Object position labeling records:

>>>>

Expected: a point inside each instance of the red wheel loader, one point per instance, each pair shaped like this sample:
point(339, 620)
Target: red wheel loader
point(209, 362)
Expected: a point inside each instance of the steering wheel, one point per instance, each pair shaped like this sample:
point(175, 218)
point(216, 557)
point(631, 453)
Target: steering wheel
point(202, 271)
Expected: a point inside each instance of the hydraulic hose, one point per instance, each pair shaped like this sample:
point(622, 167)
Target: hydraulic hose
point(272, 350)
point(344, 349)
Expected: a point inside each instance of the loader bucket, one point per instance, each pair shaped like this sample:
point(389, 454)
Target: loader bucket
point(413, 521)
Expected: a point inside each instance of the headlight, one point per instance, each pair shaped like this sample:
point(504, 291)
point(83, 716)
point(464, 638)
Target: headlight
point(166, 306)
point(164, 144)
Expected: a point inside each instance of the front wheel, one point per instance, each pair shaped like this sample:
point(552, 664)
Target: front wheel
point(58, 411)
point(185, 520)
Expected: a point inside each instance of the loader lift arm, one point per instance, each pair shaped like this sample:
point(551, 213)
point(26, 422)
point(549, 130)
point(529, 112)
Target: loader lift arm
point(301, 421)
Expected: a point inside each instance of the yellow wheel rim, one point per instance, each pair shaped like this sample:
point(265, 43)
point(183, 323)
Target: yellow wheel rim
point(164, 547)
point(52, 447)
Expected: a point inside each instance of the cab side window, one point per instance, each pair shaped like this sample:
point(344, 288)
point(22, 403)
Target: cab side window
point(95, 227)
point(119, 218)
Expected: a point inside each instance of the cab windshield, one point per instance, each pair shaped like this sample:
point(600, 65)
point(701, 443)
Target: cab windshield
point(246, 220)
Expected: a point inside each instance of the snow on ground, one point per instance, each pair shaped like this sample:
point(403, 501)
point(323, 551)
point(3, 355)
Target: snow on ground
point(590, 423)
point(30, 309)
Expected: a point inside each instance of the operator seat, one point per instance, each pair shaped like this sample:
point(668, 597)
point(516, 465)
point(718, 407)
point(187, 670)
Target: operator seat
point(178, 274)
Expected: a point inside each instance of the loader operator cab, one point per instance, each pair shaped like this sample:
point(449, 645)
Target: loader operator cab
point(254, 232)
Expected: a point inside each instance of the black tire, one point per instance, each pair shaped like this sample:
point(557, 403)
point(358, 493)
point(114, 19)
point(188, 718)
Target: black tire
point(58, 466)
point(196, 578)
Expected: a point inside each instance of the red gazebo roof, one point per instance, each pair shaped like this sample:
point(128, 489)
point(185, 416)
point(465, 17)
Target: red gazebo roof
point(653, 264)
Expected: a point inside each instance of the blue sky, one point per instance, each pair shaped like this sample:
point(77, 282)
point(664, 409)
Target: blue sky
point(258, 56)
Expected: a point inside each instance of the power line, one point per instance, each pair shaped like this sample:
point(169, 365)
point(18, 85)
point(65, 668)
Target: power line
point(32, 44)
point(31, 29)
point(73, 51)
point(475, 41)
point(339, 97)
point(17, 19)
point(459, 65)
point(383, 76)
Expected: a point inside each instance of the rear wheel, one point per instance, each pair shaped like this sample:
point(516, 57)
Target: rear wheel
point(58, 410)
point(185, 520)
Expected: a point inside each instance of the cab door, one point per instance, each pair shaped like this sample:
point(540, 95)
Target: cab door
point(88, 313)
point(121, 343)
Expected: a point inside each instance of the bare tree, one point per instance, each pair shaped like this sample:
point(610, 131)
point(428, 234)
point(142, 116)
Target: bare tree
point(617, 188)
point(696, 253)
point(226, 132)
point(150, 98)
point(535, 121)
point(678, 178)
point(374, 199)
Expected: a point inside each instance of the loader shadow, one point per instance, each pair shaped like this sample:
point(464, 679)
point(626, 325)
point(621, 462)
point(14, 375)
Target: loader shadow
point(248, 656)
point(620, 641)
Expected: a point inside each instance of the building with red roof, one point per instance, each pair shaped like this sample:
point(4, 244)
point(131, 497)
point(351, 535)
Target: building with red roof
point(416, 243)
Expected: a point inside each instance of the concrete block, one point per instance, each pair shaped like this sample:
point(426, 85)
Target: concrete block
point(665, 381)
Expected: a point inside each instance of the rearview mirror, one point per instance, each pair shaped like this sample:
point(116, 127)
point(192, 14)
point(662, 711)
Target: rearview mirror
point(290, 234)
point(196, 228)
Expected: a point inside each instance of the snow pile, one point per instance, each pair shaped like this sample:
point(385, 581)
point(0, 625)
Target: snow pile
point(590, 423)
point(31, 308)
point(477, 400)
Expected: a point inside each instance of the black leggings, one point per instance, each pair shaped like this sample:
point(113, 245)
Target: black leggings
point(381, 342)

<<<<

TO BE DONE
Write out all of the records above again, replacing "one point per instance" with "a single point for each instance" wherever it occurs and changing nothing else.

RESULT OF THE TASK
Expected: a point inside each instance of the red wheel loader, a single point for each instance, each pair shaped like this sample:
point(339, 620)
Target: red wheel loader
point(209, 362)
Expected: a point inside each instance of the steering wheel, a single point for each instance, each pair shaped like this sample:
point(175, 218)
point(216, 557)
point(631, 453)
Target: steering wheel
point(202, 271)
Expected: a point inside each instance of the hydraulic hose, a single point for each instance, each pair shaped like this sample:
point(622, 167)
Target: hydraulic hose
point(272, 350)
point(344, 349)
Expected: a point inside each instance of the loader bucket, a single point for each instance, each pair shaped like this sample:
point(389, 454)
Target: loader bucket
point(413, 521)
Expected: a point inside each instance of the headlight, a single point for each instance, each pair shaped like this sample:
point(504, 291)
point(83, 716)
point(464, 638)
Target: headlight
point(166, 306)
point(164, 144)
Expected: a point inside each instance of the front wheel, a single point for each instance, each pair shaped like this sample:
point(552, 664)
Target: front wheel
point(58, 411)
point(185, 520)
Expected: a point inside each instance of the loader lift arm, a single point for each instance, each pair shaped like this sample:
point(551, 213)
point(26, 422)
point(549, 130)
point(529, 112)
Target: loader lift arm
point(301, 421)
Expected: a point inside each instance of the yellow wheel rim, a single point for each instance, each pair shaped like this sample:
point(265, 43)
point(183, 323)
Target: yellow wheel rim
point(164, 547)
point(52, 447)
Expected: a point inside each instance of the cab side window, a single point for each instance, each pair shaped like this sample:
point(344, 288)
point(22, 403)
Target: cab side window
point(95, 227)
point(119, 218)
Expected: a point inside each instance of the cab windshield, a single point for each instance, each pair shaped like this sample:
point(600, 65)
point(701, 443)
Target: cab windshield
point(246, 220)
Expected: a point inside each instance of the snow on ground, a single point for each instance, each pair shaped like this sample:
point(403, 501)
point(323, 551)
point(3, 355)
Target: snow on ground
point(590, 423)
point(30, 309)
Expected: a point inside each instance of the operator seat, a single point for each instance, each pair shaped like this sample:
point(668, 597)
point(516, 465)
point(718, 407)
point(187, 670)
Target: operator seat
point(178, 274)
Expected: a point inside each instance of the loader operator cab, a single point for each instance, each pair shaped like this sample:
point(449, 645)
Target: loader operator cab
point(254, 232)
Expected: a point inside each instance of the black tire, a single point for each instance, each pair shaped like this sample:
point(557, 403)
point(358, 493)
point(114, 19)
point(188, 718)
Target: black tire
point(58, 466)
point(196, 578)
Expected: a point inside each instance of the red gazebo roof, a single point for each instance, each pair shaped like this sample:
point(128, 489)
point(185, 416)
point(465, 17)
Target: red gazebo roof
point(653, 264)
Expected: a point inside each instance of the blue sky, a single point for each instance, each pair shaped like this sample:
point(77, 282)
point(664, 409)
Target: blue sky
point(258, 56)
Expected: a point inside each instance of the power line, a single point for each instance, each pair shaped like this sample:
point(169, 365)
point(18, 85)
point(65, 668)
Target: power line
point(32, 44)
point(31, 29)
point(73, 51)
point(475, 41)
point(339, 97)
point(17, 19)
point(459, 65)
point(383, 76)
Expected: a point inside each instance of the rear wheel, a single point for each instance, each pair shaped like this sample:
point(516, 57)
Target: rear wheel
point(58, 410)
point(185, 520)
Expected: a point inside each instance of the cab door, a single point for each instance, each pair shaped like this sample:
point(540, 95)
Target: cab door
point(88, 313)
point(121, 343)
Expected: a point inside each instance of the bare tree, a single point for each instance, each pair shaped like this sample:
point(610, 131)
point(428, 234)
point(142, 116)
Target: bare tree
point(617, 188)
point(696, 253)
point(226, 132)
point(150, 98)
point(535, 121)
point(678, 178)
point(374, 199)
Expected: a point inside each instance of the loader shadow, a single point for each instance, each pair shaped like this sample:
point(464, 679)
point(626, 325)
point(621, 462)
point(14, 375)
Target: loader shadow
point(248, 656)
point(620, 641)
Expected: a point inside each instance of the building with red roof, a single point for each instance, each pair shaped like this sample:
point(4, 244)
point(131, 497)
point(351, 535)
Target: building with red roof
point(416, 243)
Expected: a point inside each instance of the concrete block, a single point for each instance, each pair shaped like this sample:
point(426, 85)
Target: concrete block
point(665, 381)
Expected: a point inside each instance of the rearview mirror, a single point for each instance, each pair shaped like this sample:
point(116, 127)
point(192, 14)
point(662, 711)
Target: rearview mirror
point(290, 234)
point(196, 228)
Expected: a point inside each instance of the snow pile, a single point for each instance, each pair shaped like this sample:
point(385, 581)
point(0, 625)
Target: snow pile
point(590, 423)
point(31, 308)
point(477, 400)
Expected: a point inside each instance of the black leggings, a single point for each instance, each pair shaped like this sample:
point(113, 245)
Target: black leggings
point(381, 342)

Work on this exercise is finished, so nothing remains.